▶ **Task brief**: While reading through the material below, copy each line that holds the word "siding".

▶ **Records**:

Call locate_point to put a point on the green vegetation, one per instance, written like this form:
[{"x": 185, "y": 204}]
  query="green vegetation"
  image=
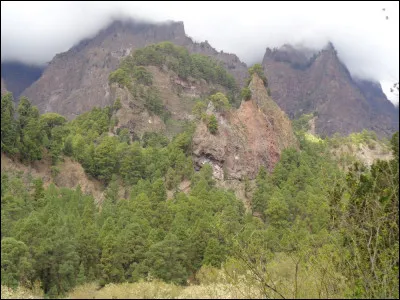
[
  {"x": 175, "y": 58},
  {"x": 245, "y": 94},
  {"x": 312, "y": 230},
  {"x": 257, "y": 69}
]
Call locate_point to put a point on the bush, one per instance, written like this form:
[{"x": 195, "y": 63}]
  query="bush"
[
  {"x": 245, "y": 94},
  {"x": 119, "y": 76}
]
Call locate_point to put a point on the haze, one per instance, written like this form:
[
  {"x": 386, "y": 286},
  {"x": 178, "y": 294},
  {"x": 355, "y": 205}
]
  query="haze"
[{"x": 366, "y": 41}]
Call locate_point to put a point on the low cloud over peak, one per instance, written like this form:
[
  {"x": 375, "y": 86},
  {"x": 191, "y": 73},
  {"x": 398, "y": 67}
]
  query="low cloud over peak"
[{"x": 367, "y": 42}]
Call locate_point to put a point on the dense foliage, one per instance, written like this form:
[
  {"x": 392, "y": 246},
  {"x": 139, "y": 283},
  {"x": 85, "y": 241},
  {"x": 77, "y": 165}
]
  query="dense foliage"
[{"x": 308, "y": 216}]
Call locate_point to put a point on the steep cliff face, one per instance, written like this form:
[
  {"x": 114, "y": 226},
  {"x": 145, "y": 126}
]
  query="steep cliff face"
[
  {"x": 303, "y": 83},
  {"x": 77, "y": 80},
  {"x": 3, "y": 87},
  {"x": 230, "y": 61},
  {"x": 177, "y": 96},
  {"x": 250, "y": 137},
  {"x": 18, "y": 76}
]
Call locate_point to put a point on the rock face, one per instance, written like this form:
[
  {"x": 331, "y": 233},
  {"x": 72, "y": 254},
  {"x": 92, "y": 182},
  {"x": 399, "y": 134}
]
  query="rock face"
[
  {"x": 250, "y": 137},
  {"x": 3, "y": 87},
  {"x": 18, "y": 76},
  {"x": 77, "y": 80},
  {"x": 177, "y": 96},
  {"x": 303, "y": 82}
]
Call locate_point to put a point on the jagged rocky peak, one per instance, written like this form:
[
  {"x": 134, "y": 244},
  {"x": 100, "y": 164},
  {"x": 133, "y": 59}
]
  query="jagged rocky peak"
[
  {"x": 324, "y": 85},
  {"x": 77, "y": 80},
  {"x": 3, "y": 86},
  {"x": 247, "y": 138},
  {"x": 298, "y": 56}
]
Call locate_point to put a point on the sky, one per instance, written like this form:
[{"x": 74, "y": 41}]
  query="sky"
[{"x": 367, "y": 42}]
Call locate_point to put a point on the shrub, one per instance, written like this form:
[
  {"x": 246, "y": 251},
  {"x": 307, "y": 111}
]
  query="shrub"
[{"x": 245, "y": 94}]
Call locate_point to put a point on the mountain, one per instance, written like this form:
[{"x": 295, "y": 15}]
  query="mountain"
[
  {"x": 304, "y": 82},
  {"x": 77, "y": 80},
  {"x": 250, "y": 137},
  {"x": 18, "y": 76},
  {"x": 3, "y": 86}
]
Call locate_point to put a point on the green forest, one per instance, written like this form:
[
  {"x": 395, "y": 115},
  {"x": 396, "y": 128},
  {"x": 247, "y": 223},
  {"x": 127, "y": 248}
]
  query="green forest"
[
  {"x": 313, "y": 229},
  {"x": 343, "y": 225}
]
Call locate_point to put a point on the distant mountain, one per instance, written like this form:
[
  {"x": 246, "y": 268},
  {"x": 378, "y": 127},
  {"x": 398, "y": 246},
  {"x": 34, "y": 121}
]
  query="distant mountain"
[
  {"x": 18, "y": 76},
  {"x": 301, "y": 81},
  {"x": 77, "y": 80}
]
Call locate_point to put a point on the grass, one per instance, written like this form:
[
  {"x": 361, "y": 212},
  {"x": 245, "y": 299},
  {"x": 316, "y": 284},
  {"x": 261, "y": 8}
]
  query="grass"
[{"x": 20, "y": 293}]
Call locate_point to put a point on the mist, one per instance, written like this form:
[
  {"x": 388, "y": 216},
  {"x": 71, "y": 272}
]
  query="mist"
[{"x": 366, "y": 41}]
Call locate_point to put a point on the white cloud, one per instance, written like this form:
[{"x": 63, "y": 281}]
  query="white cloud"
[{"x": 33, "y": 32}]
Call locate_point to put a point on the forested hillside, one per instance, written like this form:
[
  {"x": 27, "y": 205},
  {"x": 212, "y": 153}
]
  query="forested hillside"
[{"x": 312, "y": 229}]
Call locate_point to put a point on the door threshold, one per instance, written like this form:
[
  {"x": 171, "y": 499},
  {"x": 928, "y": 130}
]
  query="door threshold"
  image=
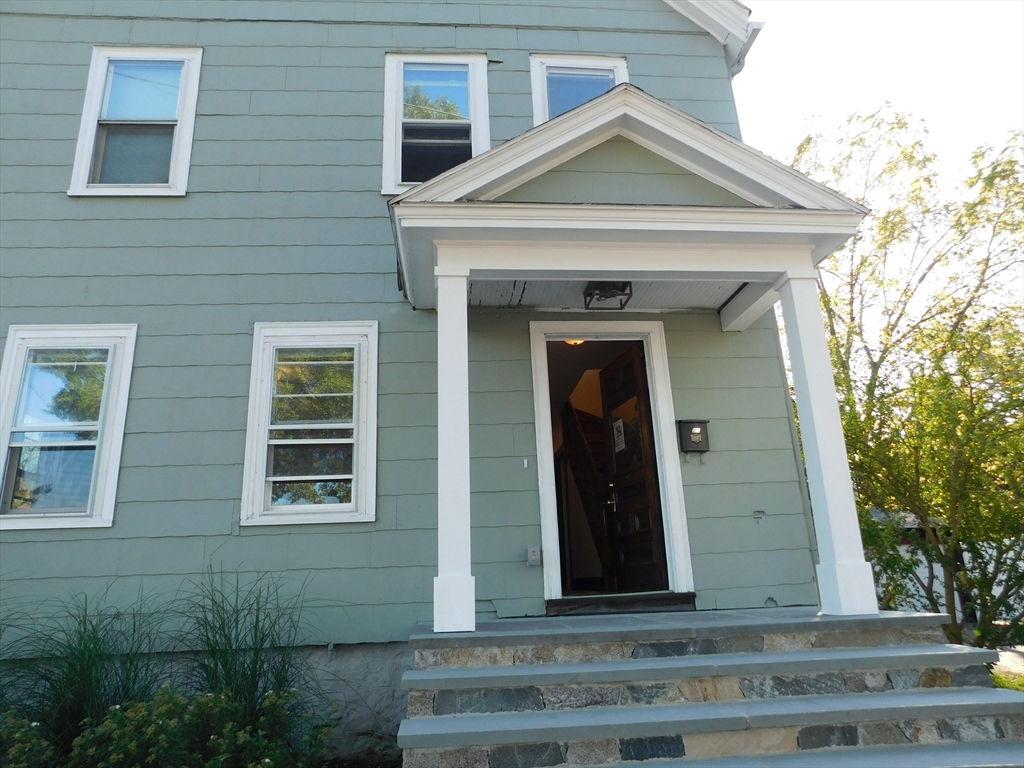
[{"x": 642, "y": 602}]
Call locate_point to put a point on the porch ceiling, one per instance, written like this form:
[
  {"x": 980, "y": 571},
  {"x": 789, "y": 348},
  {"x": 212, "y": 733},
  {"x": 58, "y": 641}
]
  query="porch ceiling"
[{"x": 647, "y": 295}]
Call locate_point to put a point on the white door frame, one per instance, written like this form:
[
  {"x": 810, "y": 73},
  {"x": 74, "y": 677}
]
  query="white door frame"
[{"x": 663, "y": 417}]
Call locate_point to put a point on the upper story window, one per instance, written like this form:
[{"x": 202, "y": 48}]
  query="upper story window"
[
  {"x": 64, "y": 393},
  {"x": 562, "y": 83},
  {"x": 137, "y": 122},
  {"x": 435, "y": 116},
  {"x": 310, "y": 445}
]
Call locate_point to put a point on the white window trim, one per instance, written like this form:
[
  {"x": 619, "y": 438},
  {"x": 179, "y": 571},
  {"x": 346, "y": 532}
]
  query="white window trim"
[
  {"x": 266, "y": 338},
  {"x": 539, "y": 76},
  {"x": 192, "y": 59},
  {"x": 121, "y": 341},
  {"x": 479, "y": 111}
]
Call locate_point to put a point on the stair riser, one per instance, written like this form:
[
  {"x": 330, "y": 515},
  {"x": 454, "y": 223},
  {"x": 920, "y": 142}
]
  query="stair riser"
[
  {"x": 536, "y": 698},
  {"x": 614, "y": 651},
  {"x": 722, "y": 743}
]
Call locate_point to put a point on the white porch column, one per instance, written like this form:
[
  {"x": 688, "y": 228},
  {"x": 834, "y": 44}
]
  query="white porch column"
[
  {"x": 455, "y": 593},
  {"x": 845, "y": 583}
]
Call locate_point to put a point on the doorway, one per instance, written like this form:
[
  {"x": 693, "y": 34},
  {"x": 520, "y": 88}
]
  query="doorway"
[
  {"x": 611, "y": 534},
  {"x": 585, "y": 574}
]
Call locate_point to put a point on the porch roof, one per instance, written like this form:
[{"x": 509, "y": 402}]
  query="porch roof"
[{"x": 458, "y": 220}]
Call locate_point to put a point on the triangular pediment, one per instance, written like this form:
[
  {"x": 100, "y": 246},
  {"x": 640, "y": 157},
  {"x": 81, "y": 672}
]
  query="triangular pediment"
[
  {"x": 621, "y": 172},
  {"x": 689, "y": 158}
]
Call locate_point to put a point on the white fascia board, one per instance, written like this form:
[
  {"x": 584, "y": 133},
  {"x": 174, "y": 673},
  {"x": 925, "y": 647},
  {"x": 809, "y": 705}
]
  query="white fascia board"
[
  {"x": 721, "y": 18},
  {"x": 629, "y": 112},
  {"x": 633, "y": 218}
]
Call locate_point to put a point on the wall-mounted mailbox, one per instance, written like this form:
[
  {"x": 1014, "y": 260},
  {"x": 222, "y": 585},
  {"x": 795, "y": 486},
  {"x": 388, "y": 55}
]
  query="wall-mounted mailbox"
[{"x": 693, "y": 436}]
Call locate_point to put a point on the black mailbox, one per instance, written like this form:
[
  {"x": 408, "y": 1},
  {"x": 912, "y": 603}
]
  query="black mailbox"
[{"x": 693, "y": 436}]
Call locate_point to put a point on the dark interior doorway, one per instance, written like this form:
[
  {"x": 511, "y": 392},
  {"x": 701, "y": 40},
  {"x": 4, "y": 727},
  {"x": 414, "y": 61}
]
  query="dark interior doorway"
[{"x": 611, "y": 532}]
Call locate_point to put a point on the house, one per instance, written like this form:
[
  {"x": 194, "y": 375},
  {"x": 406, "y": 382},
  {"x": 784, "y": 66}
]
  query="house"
[{"x": 436, "y": 307}]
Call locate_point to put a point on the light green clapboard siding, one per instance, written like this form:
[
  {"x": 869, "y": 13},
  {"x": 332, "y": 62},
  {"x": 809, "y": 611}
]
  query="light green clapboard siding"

▶ **Solution for this problem**:
Call locate_point to put a point on the light green clapboard siding, one per instance, written like this form:
  query="light green clapboard siding"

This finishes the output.